Dataset records

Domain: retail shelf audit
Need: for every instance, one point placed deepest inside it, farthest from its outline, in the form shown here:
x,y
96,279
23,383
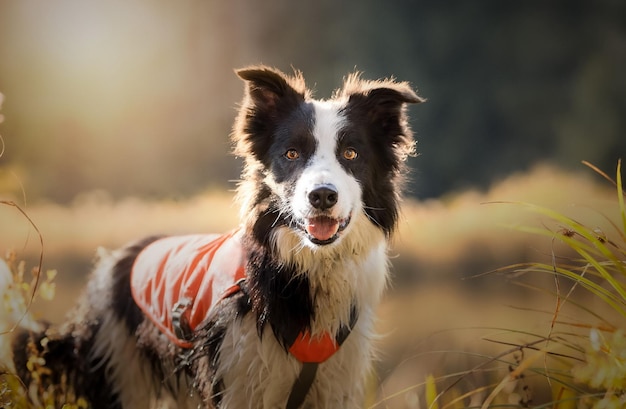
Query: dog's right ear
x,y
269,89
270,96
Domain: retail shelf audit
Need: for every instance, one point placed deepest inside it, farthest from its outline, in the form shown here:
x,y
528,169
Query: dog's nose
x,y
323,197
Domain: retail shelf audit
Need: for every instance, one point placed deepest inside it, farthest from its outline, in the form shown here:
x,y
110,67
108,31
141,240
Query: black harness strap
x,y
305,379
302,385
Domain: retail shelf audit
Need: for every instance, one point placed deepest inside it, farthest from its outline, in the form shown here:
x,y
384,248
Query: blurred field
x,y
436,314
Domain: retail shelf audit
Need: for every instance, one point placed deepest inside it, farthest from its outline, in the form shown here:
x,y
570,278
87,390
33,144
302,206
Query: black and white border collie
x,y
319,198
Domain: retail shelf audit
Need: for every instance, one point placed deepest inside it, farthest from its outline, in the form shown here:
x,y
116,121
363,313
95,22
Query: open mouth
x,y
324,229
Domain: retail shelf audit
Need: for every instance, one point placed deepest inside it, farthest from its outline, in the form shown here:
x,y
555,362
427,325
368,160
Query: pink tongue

Goal
From the data above, write out everything exactly except the pictures.

Written reply
Domain: retail shelf audit
Need: for every instance, one point placed deepest inside it, farthest from its outline, in the form shown here:
x,y
96,279
23,383
Query: dog's right ear
x,y
269,89
270,96
Domain: retail shelf audit
Need: for every instance, one point placed deepest inside it, farthest from its outline, in the form shown here:
x,y
528,169
Query: dog's nose
x,y
323,197
Domain: retail shelf audit
Need: for every instance, one point placed deepest inside it, farthest from its outline, in the form shown here:
x,y
110,67
108,31
141,240
Query: black harness strap
x,y
305,379
302,385
Domain: retail shelf audit
Need: for every instance, one point placed deepest inside it, farthest from its outline, in the form shown here:
x,y
384,248
Query: blurred field
x,y
436,314
Domain: retail shelf audit
Need: for every instance, one point placed deepest inside it, farthest from its outline, in the form shown here:
x,y
570,278
87,390
33,144
302,206
Query: black and white border collie
x,y
319,198
Domain: retail shelf audit
Need: for every instance, one point placed deepest inside it, farthest from its outline, in the form shown here:
x,y
116,121
363,313
95,22
Query: open mouth
x,y
324,229
Domain: retail shelf audit
Need: for every instance, one point placed deepest inside it, farthest from its outline, in the form shown here:
x,y
555,362
427,325
368,160
Query: pink tongue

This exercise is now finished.